(Picture region annotation data)
----

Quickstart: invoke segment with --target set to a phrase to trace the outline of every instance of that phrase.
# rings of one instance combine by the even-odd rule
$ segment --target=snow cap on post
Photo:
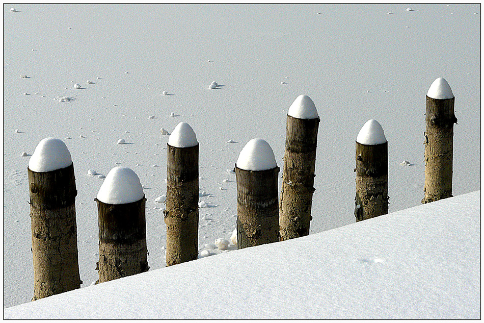
[[[180,122],[168,137],[168,144],[178,148],[193,147],[198,144],[198,141],[190,125],[186,122]]]
[[[444,78],[439,78],[434,81],[427,92],[427,96],[432,98],[452,98],[454,94],[449,83]]]
[[[254,138],[242,148],[235,166],[246,170],[265,170],[277,167],[274,152],[267,141]]]
[[[70,153],[64,141],[49,137],[41,140],[35,147],[29,161],[29,168],[32,171],[46,172],[72,164]]]
[[[287,115],[298,119],[316,119],[319,117],[314,103],[307,95],[301,95],[294,100]]]
[[[364,145],[378,145],[386,142],[387,138],[381,125],[376,120],[371,119],[361,128],[356,141]]]
[[[132,203],[144,196],[139,178],[126,167],[111,169],[97,193],[97,199],[106,204]]]

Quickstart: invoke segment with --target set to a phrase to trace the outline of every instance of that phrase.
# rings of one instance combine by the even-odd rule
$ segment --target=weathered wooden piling
[[[264,140],[245,145],[235,164],[238,249],[279,241],[277,176],[274,153]]]
[[[388,146],[382,126],[369,120],[356,139],[357,222],[388,213]]]
[[[312,100],[300,95],[287,113],[279,206],[281,241],[309,234],[319,117]]]
[[[99,283],[147,271],[146,198],[138,176],[116,167],[108,173],[97,197]]]
[[[425,196],[428,203],[452,196],[455,97],[443,78],[434,81],[425,104]]]
[[[75,179],[61,140],[40,141],[27,168],[35,301],[80,287],[75,219]]]
[[[193,129],[178,123],[168,143],[167,266],[198,257],[198,151]]]

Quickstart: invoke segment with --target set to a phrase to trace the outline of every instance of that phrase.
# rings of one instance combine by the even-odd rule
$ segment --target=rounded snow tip
[[[294,100],[287,115],[298,119],[316,119],[319,117],[314,103],[307,95],[301,95]]]
[[[29,168],[37,172],[61,169],[72,164],[70,153],[64,141],[48,137],[40,141],[29,161]]]
[[[198,144],[198,141],[190,125],[186,122],[180,122],[168,137],[168,144],[178,148],[193,147]]]
[[[118,166],[107,173],[97,197],[106,204],[126,204],[139,201],[144,196],[138,175],[131,168]]]
[[[274,152],[267,141],[254,138],[242,148],[235,166],[246,170],[265,170],[277,167]]]
[[[444,78],[439,78],[434,81],[427,92],[427,96],[432,98],[452,98],[454,94],[449,83]]]
[[[364,145],[378,145],[386,142],[387,138],[382,126],[376,120],[371,119],[362,127],[356,141]]]

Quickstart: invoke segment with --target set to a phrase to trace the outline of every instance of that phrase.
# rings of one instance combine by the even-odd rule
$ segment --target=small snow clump
[[[287,115],[298,119],[316,119],[319,117],[314,103],[307,95],[298,96],[289,108]]]
[[[364,145],[378,145],[386,142],[387,138],[381,125],[376,120],[371,119],[361,128],[356,141]]]
[[[439,78],[430,86],[427,96],[432,98],[448,99],[454,97],[452,89],[444,78]]]
[[[168,144],[178,148],[193,147],[198,144],[198,141],[190,125],[182,122],[175,127],[173,132],[168,137]]]
[[[107,173],[97,199],[106,204],[126,204],[139,201],[144,195],[138,175],[130,168],[118,166]]]
[[[202,201],[198,203],[198,207],[202,209],[206,209],[208,207],[208,204],[204,201]]]
[[[213,241],[213,244],[217,246],[217,248],[220,250],[226,250],[230,242],[226,239],[220,238]]]
[[[267,141],[259,138],[246,144],[235,166],[246,170],[265,170],[277,167],[274,152]]]
[[[162,195],[160,196],[158,196],[154,200],[154,202],[157,203],[164,203],[167,201],[167,196],[166,195]]]
[[[72,164],[70,153],[60,139],[43,139],[29,161],[29,168],[33,171],[45,172],[65,168]]]
[[[95,176],[98,175],[97,172],[93,169],[89,169],[88,170],[88,175],[91,175],[91,176]]]

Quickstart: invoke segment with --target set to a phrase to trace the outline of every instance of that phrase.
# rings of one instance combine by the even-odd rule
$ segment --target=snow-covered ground
[[[102,283],[7,319],[480,318],[480,191]]]
[[[33,296],[26,169],[48,137],[74,163],[83,287],[97,278],[94,198],[116,166],[143,185],[148,263],[164,267],[166,133],[181,121],[200,144],[201,256],[222,252],[215,240],[235,227],[231,170],[246,143],[266,141],[282,167],[286,114],[301,94],[321,119],[311,233],[355,222],[355,141],[370,119],[388,141],[389,211],[420,204],[425,97],[440,77],[459,120],[453,195],[479,189],[480,6],[408,7],[4,5],[4,307]],[[200,306],[225,300],[211,302]]]

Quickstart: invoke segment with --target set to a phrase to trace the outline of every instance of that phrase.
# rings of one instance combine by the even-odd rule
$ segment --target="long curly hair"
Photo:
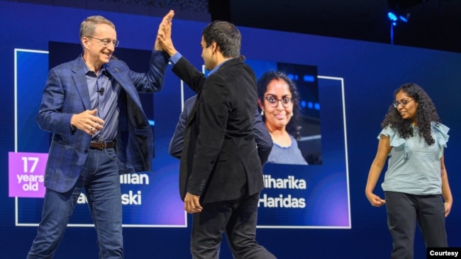
[[[394,92],[394,98],[400,92],[406,93],[418,104],[415,122],[419,128],[419,136],[424,138],[428,145],[433,144],[435,141],[431,135],[431,122],[438,123],[440,121],[433,102],[428,94],[416,84],[408,83],[401,85]],[[401,138],[407,139],[413,136],[414,134],[411,126],[413,121],[410,119],[402,119],[399,111],[393,105],[391,105],[384,121],[381,123],[381,127],[384,128],[389,126],[391,128],[396,130]]]
[[[267,71],[257,80],[257,95],[260,101],[264,104],[264,94],[267,90],[267,85],[274,79],[284,80],[289,87],[289,91],[291,93],[293,101],[293,116],[287,125],[287,131],[296,139],[299,140],[301,138],[301,126],[298,125],[298,118],[299,117],[299,94],[296,84],[291,79],[282,71]],[[261,107],[257,106],[258,111],[261,112]],[[262,121],[266,121],[265,116],[262,116]]]

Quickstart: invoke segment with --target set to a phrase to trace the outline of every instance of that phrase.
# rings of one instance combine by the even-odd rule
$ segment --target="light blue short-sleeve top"
[[[435,143],[431,145],[419,136],[417,126],[413,128],[413,136],[407,139],[401,138],[389,126],[379,133],[378,139],[382,136],[389,137],[392,148],[381,185],[384,191],[416,195],[442,193],[440,158],[443,148],[447,147],[450,128],[440,123],[431,125]]]

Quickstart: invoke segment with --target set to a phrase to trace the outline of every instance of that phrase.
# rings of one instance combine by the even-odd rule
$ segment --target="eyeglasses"
[[[117,40],[110,40],[106,38],[100,39],[91,36],[87,36],[87,38],[91,38],[99,40],[99,43],[101,43],[101,45],[102,45],[103,46],[106,46],[109,45],[109,43],[112,43],[112,44],[113,44],[113,48],[116,48],[118,45],[118,43],[120,43],[120,41]]]
[[[291,97],[283,97],[282,99],[275,99],[274,97],[265,97],[266,100],[267,100],[267,102],[269,103],[269,106],[271,107],[277,107],[277,105],[279,105],[279,101],[282,102],[282,106],[283,106],[285,108],[289,107],[290,105],[291,105],[291,100],[293,99]]]
[[[410,101],[413,101],[413,99],[404,99],[401,100],[401,101],[394,101],[392,102],[392,105],[394,105],[394,107],[395,109],[399,108],[399,105],[401,105],[402,107],[405,107],[405,106],[406,106],[408,103],[409,103]]]

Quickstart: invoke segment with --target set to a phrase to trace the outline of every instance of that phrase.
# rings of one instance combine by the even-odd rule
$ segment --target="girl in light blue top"
[[[445,219],[452,197],[443,149],[449,128],[440,123],[432,100],[418,85],[404,84],[394,97],[381,124],[365,194],[372,206],[386,204],[393,240],[391,258],[411,259],[416,224],[427,247],[448,246]],[[382,199],[373,191],[388,157]]]

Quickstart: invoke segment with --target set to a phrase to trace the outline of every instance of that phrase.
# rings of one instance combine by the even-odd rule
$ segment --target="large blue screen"
[[[127,57],[126,61],[135,70],[139,64],[135,63],[139,62],[142,72],[161,17],[1,1],[0,10],[0,75],[3,79],[0,94],[3,111],[0,228],[3,235],[0,248],[3,258],[23,258],[36,233],[41,198],[10,197],[9,173],[18,165],[30,170],[28,166],[36,161],[38,170],[44,159],[41,155],[48,152],[49,134],[38,129],[35,117],[53,51],[57,55],[58,45],[72,59],[77,57],[79,50],[71,46],[79,47],[81,21],[89,16],[100,14],[116,26],[121,49],[115,55],[122,60]],[[179,19],[173,23],[175,47],[198,69],[203,64],[199,42],[205,26],[203,22]],[[391,239],[385,207],[371,206],[365,196],[365,185],[377,148],[379,123],[393,101],[393,91],[412,82],[428,92],[442,122],[450,128],[445,164],[455,203],[447,219],[447,231],[449,244],[461,246],[458,223],[461,209],[456,189],[461,180],[456,162],[461,143],[458,115],[461,54],[250,28],[239,29],[243,35],[242,54],[257,75],[269,69],[300,66],[309,70],[311,76],[315,75],[318,89],[318,99],[314,102],[318,109],[313,111],[313,116],[318,123],[313,133],[310,133],[312,135],[306,136],[305,139],[311,141],[305,142],[307,144],[302,148],[304,152],[321,154],[321,162],[307,166],[265,166],[267,188],[260,197],[257,232],[262,245],[279,258],[389,257]],[[130,55],[138,59],[130,60],[130,55],[123,56],[124,51],[135,53]],[[127,194],[123,205],[127,258],[190,258],[191,216],[182,210],[177,189],[179,162],[168,155],[167,147],[182,101],[192,94],[169,68],[164,89],[143,97],[145,109],[149,110],[150,119],[154,122],[154,172],[147,177],[140,175],[140,182],[127,179],[123,184],[122,192]],[[277,180],[289,184],[277,187]],[[32,186],[23,188],[33,189]],[[379,185],[376,193],[382,197]],[[301,204],[301,199],[302,207],[291,206],[295,202]],[[71,223],[55,258],[96,258],[96,234],[84,199]],[[417,232],[415,258],[423,258],[426,249]],[[223,246],[221,258],[231,258],[226,246]]]

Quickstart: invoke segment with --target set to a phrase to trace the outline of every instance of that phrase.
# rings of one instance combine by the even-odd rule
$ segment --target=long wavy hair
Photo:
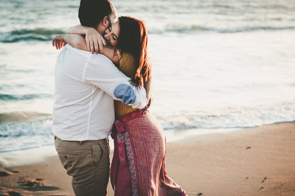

----

* **EXERCISE DIRECTIONS**: Transcribe every line of the records from the start through the line that contains "[[[193,129],[178,123],[168,143],[167,266],[198,257],[198,151]]]", including that line. Leave the pictures out of your copy.

* **RESULT OF THIS TASK**:
Quickstart: invoke segment with --target set to a phrase to trace the outline of every instance of that phrase.
# rings of one instance combine by the even-odd rule
$ segment --target=snow cap on post
Photo:
[[[180,122],[168,137],[168,144],[178,148],[193,147],[198,144],[198,141],[190,125],[186,122]]]
[[[444,78],[439,78],[434,81],[427,92],[427,96],[432,98],[452,98],[454,94],[449,83]]]
[[[254,138],[242,148],[235,166],[246,170],[265,170],[277,167],[274,152],[267,141]]]
[[[70,153],[64,141],[49,137],[41,140],[35,147],[29,161],[29,168],[32,171],[46,172],[72,164]]]
[[[287,115],[298,119],[316,119],[319,117],[314,103],[307,95],[301,95],[294,100]]]
[[[364,145],[378,145],[386,142],[387,138],[381,125],[376,120],[371,119],[361,128],[356,141]]]
[[[132,203],[144,196],[139,178],[126,167],[111,169],[97,193],[97,199],[106,204]]]

Quickstart: invoke segment with --target set to a phrase to trace the outline of every instance of that phrase.
# rings of one instance combine by the even-odd rule
$ segment --target=weathered wooden piling
[[[264,140],[245,145],[235,164],[238,249],[279,241],[277,176],[274,153]]]
[[[388,146],[382,126],[369,120],[356,139],[357,222],[388,213]]]
[[[312,100],[300,95],[287,113],[279,206],[281,241],[309,234],[319,117]]]
[[[99,283],[147,271],[146,198],[138,176],[116,167],[108,173],[97,197]]]
[[[425,196],[428,203],[452,196],[455,97],[443,78],[434,81],[425,104]]]
[[[75,179],[61,140],[40,141],[27,168],[35,301],[80,287],[75,219]]]
[[[193,129],[178,123],[168,143],[167,266],[198,257],[198,151]]]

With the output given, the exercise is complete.